== Supplied information
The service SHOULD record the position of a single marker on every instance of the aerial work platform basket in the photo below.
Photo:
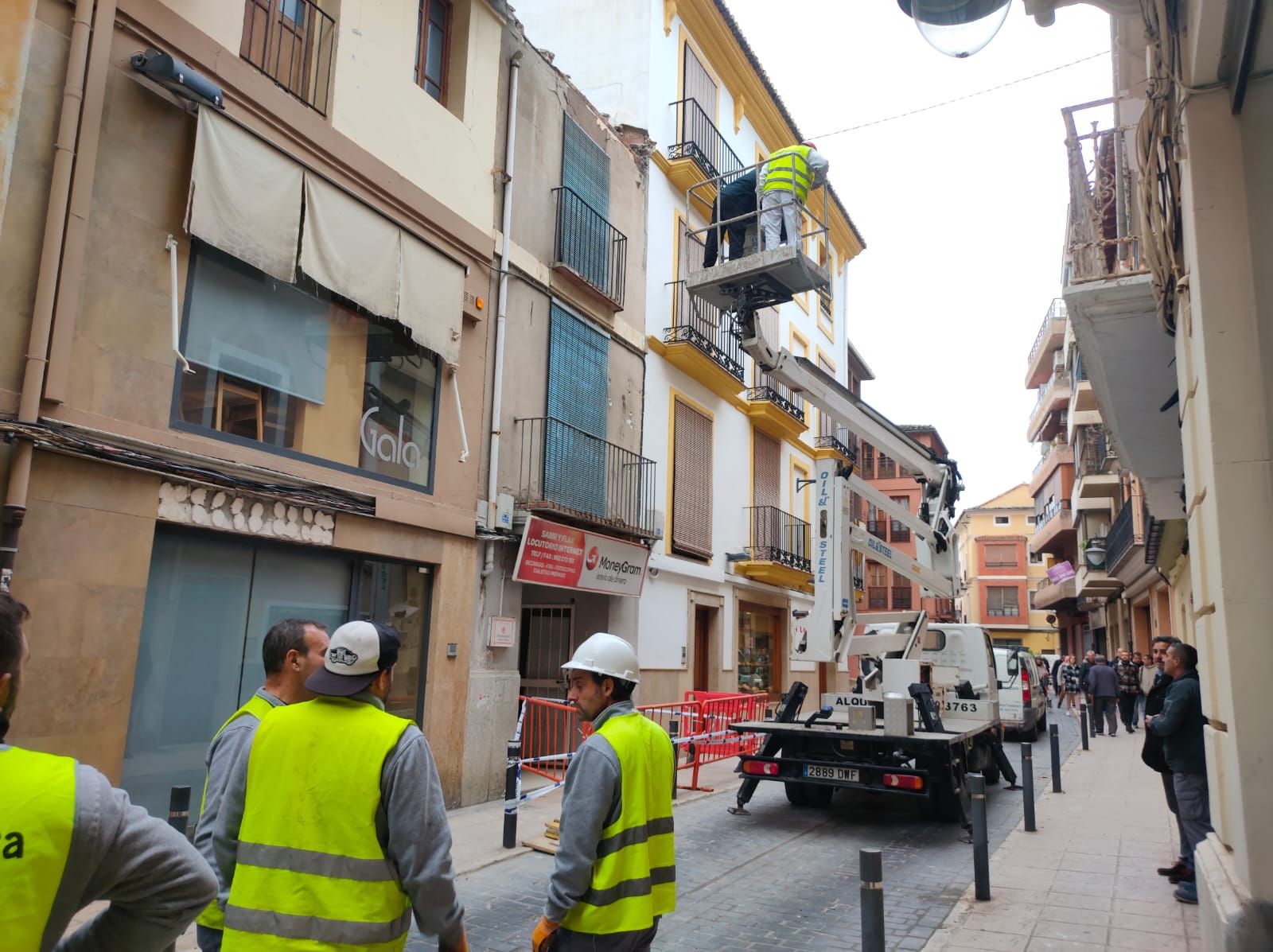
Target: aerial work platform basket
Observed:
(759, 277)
====
== Supplied information
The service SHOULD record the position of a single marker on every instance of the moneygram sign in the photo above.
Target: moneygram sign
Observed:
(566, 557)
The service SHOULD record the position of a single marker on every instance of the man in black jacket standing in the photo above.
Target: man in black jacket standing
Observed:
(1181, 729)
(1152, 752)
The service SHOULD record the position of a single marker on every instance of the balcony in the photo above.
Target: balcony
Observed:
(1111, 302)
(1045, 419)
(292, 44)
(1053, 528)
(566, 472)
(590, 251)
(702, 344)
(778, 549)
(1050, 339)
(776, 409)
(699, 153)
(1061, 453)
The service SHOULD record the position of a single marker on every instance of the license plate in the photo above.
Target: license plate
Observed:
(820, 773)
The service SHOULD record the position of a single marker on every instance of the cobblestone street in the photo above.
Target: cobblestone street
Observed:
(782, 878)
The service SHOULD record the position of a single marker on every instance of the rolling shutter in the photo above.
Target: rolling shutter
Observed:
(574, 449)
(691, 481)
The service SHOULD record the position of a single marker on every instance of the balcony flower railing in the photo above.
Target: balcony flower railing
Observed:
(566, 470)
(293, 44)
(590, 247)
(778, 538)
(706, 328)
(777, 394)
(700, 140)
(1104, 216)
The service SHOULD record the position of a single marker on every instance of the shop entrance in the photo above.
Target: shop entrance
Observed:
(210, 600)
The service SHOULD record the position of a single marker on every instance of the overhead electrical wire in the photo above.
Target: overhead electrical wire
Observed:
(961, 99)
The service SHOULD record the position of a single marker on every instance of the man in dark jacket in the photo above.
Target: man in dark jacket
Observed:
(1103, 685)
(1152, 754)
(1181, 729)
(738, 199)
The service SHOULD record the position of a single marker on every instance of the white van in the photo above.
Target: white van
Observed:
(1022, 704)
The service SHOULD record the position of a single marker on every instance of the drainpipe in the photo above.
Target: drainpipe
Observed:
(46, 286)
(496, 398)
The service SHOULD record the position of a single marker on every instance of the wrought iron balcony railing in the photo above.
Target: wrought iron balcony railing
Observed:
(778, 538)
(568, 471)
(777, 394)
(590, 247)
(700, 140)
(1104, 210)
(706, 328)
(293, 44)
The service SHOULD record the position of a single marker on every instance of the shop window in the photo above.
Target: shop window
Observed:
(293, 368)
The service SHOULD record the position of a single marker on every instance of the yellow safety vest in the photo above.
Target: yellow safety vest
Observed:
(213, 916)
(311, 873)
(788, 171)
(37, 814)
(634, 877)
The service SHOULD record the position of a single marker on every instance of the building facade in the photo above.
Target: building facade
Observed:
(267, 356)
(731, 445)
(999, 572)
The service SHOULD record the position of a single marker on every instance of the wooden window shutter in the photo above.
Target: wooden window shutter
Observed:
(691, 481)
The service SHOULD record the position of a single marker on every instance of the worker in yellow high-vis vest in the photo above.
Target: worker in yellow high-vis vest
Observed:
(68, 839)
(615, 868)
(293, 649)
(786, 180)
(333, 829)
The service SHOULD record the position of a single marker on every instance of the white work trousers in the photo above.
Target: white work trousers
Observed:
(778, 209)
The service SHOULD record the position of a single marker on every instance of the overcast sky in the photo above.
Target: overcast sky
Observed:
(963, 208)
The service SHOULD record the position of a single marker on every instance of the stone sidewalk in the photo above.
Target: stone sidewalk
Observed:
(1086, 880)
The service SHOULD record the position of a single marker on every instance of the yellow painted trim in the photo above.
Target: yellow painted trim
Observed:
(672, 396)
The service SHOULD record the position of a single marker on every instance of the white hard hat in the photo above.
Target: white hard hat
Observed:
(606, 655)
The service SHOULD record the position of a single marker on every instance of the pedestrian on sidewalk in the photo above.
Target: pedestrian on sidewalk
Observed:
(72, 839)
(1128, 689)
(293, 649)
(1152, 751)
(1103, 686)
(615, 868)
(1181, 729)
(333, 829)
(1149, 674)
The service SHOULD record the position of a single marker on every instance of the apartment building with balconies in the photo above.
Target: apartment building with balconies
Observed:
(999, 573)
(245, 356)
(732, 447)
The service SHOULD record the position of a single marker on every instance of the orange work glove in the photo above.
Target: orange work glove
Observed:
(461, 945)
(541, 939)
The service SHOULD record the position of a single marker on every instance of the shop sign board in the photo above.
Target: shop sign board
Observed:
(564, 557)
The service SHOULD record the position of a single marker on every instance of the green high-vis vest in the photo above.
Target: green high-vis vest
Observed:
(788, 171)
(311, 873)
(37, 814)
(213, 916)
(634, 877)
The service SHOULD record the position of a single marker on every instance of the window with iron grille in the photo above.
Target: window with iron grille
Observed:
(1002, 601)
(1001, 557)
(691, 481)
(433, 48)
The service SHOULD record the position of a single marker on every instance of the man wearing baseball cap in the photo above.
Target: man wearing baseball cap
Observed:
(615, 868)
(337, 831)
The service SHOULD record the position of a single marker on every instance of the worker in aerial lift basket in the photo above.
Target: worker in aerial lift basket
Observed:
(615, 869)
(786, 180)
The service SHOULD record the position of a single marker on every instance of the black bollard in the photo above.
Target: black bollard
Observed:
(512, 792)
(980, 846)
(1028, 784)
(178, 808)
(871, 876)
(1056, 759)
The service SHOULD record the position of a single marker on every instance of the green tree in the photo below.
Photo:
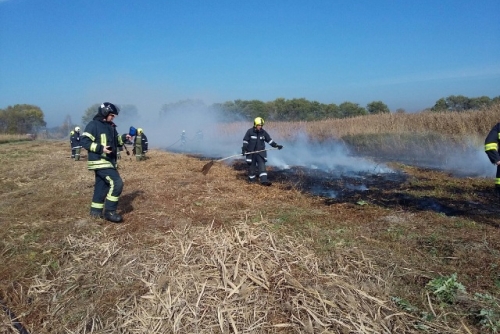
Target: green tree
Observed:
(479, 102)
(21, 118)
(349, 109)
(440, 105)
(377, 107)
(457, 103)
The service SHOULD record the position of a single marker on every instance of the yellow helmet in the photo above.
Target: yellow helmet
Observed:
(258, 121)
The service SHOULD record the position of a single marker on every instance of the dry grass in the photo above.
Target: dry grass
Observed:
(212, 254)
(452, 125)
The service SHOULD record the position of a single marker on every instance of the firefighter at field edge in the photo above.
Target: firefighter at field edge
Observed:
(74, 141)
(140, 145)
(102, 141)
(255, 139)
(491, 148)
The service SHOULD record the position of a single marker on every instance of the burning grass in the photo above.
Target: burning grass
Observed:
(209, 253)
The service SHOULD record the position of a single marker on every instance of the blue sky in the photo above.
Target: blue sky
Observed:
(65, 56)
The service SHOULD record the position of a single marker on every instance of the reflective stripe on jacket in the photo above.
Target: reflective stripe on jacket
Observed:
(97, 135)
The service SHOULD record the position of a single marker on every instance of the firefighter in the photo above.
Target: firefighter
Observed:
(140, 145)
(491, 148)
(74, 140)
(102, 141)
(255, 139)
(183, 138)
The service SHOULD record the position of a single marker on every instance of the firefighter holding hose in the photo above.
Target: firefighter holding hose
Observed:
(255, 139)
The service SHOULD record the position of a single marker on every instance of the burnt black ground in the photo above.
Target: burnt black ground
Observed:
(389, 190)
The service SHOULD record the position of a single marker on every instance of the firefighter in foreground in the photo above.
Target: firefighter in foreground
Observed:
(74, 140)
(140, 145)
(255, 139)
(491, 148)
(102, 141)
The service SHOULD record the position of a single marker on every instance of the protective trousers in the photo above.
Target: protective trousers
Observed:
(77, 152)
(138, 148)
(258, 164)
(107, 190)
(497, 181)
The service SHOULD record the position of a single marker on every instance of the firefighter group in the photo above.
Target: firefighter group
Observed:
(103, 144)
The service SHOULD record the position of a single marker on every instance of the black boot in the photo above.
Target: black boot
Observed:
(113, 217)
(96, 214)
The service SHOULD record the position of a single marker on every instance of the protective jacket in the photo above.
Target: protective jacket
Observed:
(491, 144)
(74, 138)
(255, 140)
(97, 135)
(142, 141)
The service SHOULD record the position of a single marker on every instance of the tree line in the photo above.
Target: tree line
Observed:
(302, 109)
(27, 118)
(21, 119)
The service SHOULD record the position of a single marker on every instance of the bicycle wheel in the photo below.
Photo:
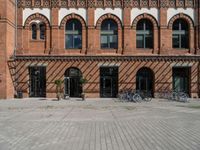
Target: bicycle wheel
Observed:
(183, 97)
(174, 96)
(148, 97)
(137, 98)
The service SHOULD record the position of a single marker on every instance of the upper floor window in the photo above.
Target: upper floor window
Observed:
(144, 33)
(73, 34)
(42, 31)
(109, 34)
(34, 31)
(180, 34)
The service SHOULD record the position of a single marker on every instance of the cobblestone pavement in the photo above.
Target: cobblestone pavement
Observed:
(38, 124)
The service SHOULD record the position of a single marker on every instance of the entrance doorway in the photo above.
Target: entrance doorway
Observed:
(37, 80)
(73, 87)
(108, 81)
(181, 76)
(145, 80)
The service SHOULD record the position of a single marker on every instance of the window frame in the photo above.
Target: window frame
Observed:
====
== Supplied information
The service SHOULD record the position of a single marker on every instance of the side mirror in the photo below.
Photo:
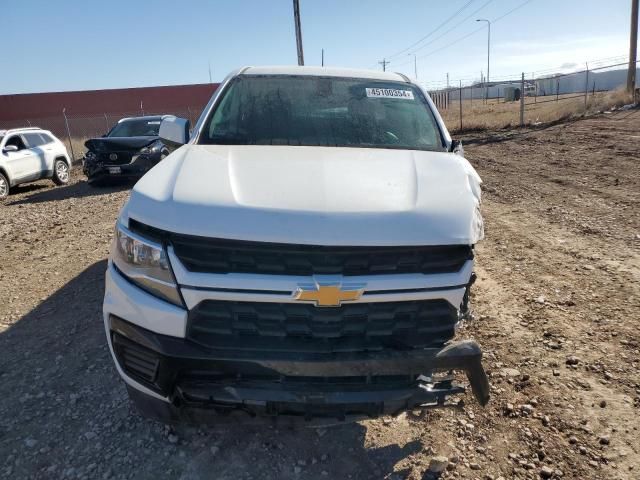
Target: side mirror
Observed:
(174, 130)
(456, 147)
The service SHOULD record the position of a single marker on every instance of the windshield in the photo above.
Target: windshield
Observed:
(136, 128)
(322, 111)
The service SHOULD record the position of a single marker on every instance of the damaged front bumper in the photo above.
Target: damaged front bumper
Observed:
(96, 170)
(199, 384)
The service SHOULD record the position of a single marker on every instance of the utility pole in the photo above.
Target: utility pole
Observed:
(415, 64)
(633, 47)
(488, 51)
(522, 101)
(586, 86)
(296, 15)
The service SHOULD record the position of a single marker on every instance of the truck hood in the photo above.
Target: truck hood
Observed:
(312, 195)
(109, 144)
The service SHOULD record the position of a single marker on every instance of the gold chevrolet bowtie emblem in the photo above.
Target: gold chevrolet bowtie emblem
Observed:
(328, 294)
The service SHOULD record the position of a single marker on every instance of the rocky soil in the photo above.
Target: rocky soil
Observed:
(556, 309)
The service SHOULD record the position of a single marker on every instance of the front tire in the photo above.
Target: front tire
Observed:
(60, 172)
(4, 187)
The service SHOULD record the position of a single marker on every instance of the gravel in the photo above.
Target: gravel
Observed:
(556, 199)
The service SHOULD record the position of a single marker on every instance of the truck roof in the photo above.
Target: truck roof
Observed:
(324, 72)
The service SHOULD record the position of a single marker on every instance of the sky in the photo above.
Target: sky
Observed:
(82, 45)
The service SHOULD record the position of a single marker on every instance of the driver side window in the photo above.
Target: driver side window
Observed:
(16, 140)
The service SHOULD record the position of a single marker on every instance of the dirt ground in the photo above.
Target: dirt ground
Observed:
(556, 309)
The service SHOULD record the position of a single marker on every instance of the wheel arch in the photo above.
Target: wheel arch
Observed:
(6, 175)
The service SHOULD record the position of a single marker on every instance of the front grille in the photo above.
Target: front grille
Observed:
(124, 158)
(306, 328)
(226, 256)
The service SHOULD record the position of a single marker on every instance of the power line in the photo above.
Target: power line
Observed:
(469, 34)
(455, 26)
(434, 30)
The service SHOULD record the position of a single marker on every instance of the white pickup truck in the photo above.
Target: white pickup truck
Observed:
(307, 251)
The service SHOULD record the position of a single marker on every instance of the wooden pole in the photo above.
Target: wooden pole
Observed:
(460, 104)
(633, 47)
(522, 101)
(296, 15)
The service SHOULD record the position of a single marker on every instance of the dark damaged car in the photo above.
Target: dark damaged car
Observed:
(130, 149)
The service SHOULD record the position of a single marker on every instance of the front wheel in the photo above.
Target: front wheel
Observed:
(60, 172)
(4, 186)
====
- **Assignment**: Look through the entries above. Extract each line with the word "bollard".

- **Solution to the problem**:
The service SHOULD record the position of a single marker on every instance of the black bollard in the photo above.
Target: black bollard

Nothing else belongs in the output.